==== SOURCE TEXT ====

On 10 September 1974 the land was transferred by the Trustees to the District Council of Munno Para which merged with the City of Elizabeth to form the City of Playford in 1997.

Smithfield Sports & Social Club is the current tenant and the oval is used by the Smithfield Cricket and Smithfield Football Clubs.

===Smithfield Speedway===
A 1 mi speedway track was built in the Smithfield area in 1926 by the Motorcycle Club of South Australia. The exact location may have been in what is now Elizabeth Downs. The Smithfield Speedway was believed to be the first in the world to be promoted by a motorcycle club. The first meeting was scheduled for Wednesday 13 October 1926, but postponed to Saturday 16 October due to poor weather. The first race meeting was held before the grandstands were built, and the new track generated a lot of dust. The track was on the east side of the Gawler Road, a little south of Smithfield township, in a paddock of 80 acre. It appears to have only operated until about 1930.

==World War 2==

During the Second World war, the government built some munitions/ordinance factory and storage facility here. Parts of it were demolished in later years.

===Migrant Hostel===

Following World War II, a migrant hostel was established on land no longer required for a munitions depot near the railway line at Smithfield. It was operated by the Commonwealth Government from 1949 until 1971 on the land between the railway line and Coventry Road. Single people were allocated space in a dormitory, families had a section of a larger building with two or three bedrooms and a sitting room. Cooking and eating was in a communal dining hall, and there were shared ablution blocks. It had accommodation for 100 people at the end of January 1949, and housed up to 300 people at a time. There was no charge to live in the hostel until the breadwinner of the family found a job. After that, the family was charged a rate proportional to their income for up to a year while they found a permanent home. The hostel was initially a "camp for Balts", housing displaced people from Europe. By 1951, it was also home to British migrants. The Girl Guides operated in the hostel.

==Transport==

 Smithfield railway station on the Gawler railway line was originally built with a station building and opened in June 1857. The original station building on the eastern platform was demolished in 1987 and has been replaced by shelters which have been incorporated into the Bus Interchange.

==== GIVEN DATA ====

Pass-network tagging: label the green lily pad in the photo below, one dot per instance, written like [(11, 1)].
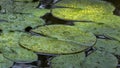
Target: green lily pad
[(30, 8), (87, 10), (94, 60), (110, 46), (19, 22), (18, 54), (10, 39), (67, 33), (68, 61), (5, 63), (100, 60), (50, 45), (100, 29)]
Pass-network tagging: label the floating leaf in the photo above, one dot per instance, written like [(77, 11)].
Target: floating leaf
[(30, 8), (18, 54), (85, 10), (94, 60), (110, 46), (5, 63), (109, 31), (68, 61), (67, 33), (19, 22), (50, 45), (100, 60), (10, 39)]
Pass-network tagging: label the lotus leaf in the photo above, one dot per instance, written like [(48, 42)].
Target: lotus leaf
[(5, 63), (19, 22), (87, 10), (95, 60), (110, 46), (50, 45), (18, 54), (67, 33), (100, 29)]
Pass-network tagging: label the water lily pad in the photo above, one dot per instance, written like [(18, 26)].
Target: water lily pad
[(50, 45), (110, 46), (5, 63), (18, 54), (100, 60), (83, 10), (67, 33), (19, 22), (68, 61), (100, 29), (9, 39), (94, 60), (30, 8)]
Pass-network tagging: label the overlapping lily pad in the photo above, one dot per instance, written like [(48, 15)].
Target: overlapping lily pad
[(10, 48), (19, 22), (5, 63), (30, 8), (87, 10), (19, 55), (110, 46), (67, 33), (109, 31), (50, 45), (95, 60)]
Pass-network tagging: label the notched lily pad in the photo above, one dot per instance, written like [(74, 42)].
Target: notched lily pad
[(10, 39), (95, 60), (68, 61), (100, 60), (87, 10), (110, 46), (30, 8), (19, 21), (18, 54), (5, 63), (50, 45), (107, 30), (67, 33)]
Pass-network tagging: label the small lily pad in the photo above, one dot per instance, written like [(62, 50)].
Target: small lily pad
[(67, 33), (110, 46), (18, 54), (50, 45), (5, 63), (95, 60)]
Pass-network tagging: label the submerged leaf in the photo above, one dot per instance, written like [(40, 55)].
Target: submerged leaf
[(67, 33), (50, 45), (5, 63)]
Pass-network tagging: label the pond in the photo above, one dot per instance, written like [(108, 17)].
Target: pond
[(59, 34)]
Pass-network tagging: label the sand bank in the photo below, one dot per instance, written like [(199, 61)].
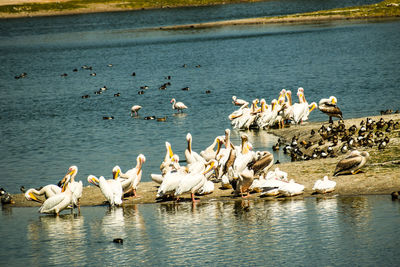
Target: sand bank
[(23, 8), (381, 175)]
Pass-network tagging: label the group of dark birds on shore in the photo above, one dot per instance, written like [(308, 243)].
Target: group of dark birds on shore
[(335, 139)]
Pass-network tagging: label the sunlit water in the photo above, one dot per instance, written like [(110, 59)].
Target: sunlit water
[(338, 231), (46, 126)]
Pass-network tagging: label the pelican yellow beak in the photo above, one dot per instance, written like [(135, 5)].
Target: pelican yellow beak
[(93, 180), (34, 198), (116, 174), (234, 116), (312, 107), (210, 167), (170, 151)]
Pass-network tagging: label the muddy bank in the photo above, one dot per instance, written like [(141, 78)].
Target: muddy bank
[(381, 175)]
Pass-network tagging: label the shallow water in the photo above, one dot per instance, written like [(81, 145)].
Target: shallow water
[(47, 126), (337, 231)]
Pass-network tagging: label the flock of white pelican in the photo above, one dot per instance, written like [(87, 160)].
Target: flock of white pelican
[(279, 111), (236, 167), (231, 166)]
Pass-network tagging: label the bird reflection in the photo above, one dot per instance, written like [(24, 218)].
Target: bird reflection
[(58, 232)]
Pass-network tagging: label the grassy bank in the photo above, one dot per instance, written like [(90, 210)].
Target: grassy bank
[(38, 8), (384, 9)]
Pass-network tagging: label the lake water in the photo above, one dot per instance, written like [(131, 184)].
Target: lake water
[(46, 126), (337, 231)]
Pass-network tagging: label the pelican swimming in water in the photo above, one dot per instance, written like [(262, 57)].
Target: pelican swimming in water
[(59, 202), (131, 179), (190, 155), (324, 186), (352, 163), (329, 107), (167, 158), (291, 189), (171, 179), (179, 106), (111, 188), (193, 181), (209, 153), (239, 102), (76, 187), (135, 109), (46, 191)]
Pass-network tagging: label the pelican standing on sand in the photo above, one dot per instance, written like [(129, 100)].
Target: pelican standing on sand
[(179, 106), (329, 107), (352, 163), (135, 109), (131, 179), (76, 187), (324, 186), (48, 191), (58, 202)]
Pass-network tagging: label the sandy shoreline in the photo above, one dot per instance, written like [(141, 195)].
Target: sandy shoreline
[(380, 175), (383, 10)]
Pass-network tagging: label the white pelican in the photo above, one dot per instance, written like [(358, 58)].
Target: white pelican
[(135, 109), (267, 118), (131, 179), (226, 157), (207, 188), (179, 106), (111, 189), (76, 187), (262, 161), (48, 191), (244, 156), (192, 182), (190, 155), (329, 107), (58, 202), (244, 118), (291, 189), (168, 157), (324, 186), (239, 102), (169, 183), (287, 107), (352, 163), (209, 153)]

====

:: WORK INSTRUCTION A ::
According to the Smithfield history text, in what month and year did Smithfield railway station open?
:: WORK INSTRUCTION B ::
Duplicate the Smithfield history text word for word, starting at "On 10 September" and ending at "Smithfield Football Clubs.".
:: WORK INSTRUCTION C ::
Pick up the Smithfield history text after its final sentence and keep writing it.
These rows were drawn from a separate source.

:: EXPECTED ANSWER A ::
June 1857

:: EXPECTED ANSWER B ::
On 10 September 1974 the land was transferred by the Trustees to the District Council of Munno Para which merged with the City of Elizabeth to form the City of Playford in 1997.

Smithfield Sports & Social Club is the current tenant and the oval is used by the Smithfield Cricket and Smithfield Football Clubs.

:: EXPECTED ANSWER C ::
Trains to and from Adelaide on the Gawler railway line operate from Smithfield station every 15 minutes at peak times on Monday to Friday, and every 30 minutes during off-peak and all day on Saturday and Sunday. In the morning and afternoon/evening peak hours, there are several trains that run express making stops at Smithfield, Elizabeth, Parafield, Salisbury and Mawson Interchanges. These are used by a significant number of passengers who either park their vehicle or transfer from buses at Smithfield Interchange.

Local buses from Smithfield Interchange, scheduled to connect with trains to and from Adelaide, use the Adelaide Metro integrated ticketing system.

==Sport==

The current Smithfield Football Club was founded in 1965, and joined the Adelaide Footy League in 1995. The club won the division 7 premiership in 2014 and then the division 6 premiership in 2015.

==Notable people==
- James Umpherston (1812-1900), pioneering farmer at Smithfield for over 12 years from 1847 to 1859 before moving to Mount Gambier. One of the original founding Trustee's of Smithfield Presbyterian Church. Became Member for Electoral district of Victoria (1866-1868) and a noted settler of Mount Gambier, South Australia.
- Hon. Thomas Hogarth MP, (1815-1893) pioneering farmer - Blair Place near Smithfield. Member of South Australian Legislative Council from 1866 until his retirement in 1885.
- Thomas Charles Richmond Baker, DFC, MM & Bar (1897-1918), an Australian soldier, aviator, and flying ace of the First World War was born in Smithfield.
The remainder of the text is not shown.